[start of Dataset rows]

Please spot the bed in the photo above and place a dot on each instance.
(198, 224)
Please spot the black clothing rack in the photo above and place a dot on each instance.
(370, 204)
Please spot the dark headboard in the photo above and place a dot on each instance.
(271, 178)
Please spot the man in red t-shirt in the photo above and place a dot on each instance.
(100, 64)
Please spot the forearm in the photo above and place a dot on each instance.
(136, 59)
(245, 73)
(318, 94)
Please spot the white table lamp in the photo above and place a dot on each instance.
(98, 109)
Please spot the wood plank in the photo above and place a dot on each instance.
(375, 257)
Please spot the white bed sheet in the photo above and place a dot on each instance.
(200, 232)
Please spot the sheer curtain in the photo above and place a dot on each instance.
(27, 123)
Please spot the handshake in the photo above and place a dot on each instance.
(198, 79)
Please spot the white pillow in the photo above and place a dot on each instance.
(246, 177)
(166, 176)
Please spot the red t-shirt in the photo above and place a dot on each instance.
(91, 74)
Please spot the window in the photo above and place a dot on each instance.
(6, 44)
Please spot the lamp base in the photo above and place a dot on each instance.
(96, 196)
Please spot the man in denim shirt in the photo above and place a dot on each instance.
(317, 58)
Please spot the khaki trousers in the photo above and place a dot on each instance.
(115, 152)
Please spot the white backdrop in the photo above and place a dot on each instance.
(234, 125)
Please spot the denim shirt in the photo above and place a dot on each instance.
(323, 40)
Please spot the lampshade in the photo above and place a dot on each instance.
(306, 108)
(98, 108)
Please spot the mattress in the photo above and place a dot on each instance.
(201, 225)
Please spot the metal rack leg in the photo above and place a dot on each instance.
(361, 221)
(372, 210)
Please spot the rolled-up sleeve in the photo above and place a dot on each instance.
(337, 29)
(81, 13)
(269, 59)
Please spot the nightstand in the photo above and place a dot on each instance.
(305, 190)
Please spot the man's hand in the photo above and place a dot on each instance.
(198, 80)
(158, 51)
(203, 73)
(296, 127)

[end of Dataset rows]

Written exercise →
Please scale the stretch of the listing from the line containing "Please spot the rolled-up" through the end of the listing, both ends included. Rewrite only those lines, keeping the requests unchanged and multiplying every dot coordinate by 1.2, rounded to the nearest whole number with halves rounded up.

Written solution →
Please spot the rolled-up sleeve in the photo above and place a dot on each instance.
(404, 35)
(97, 16)
(323, 71)
Please spot the nightstand in the photo above and place a dot on each instance.
(366, 228)
Please spot the man's hand in the photo above and place a dot on each instance.
(238, 96)
(190, 61)
(244, 88)
(355, 152)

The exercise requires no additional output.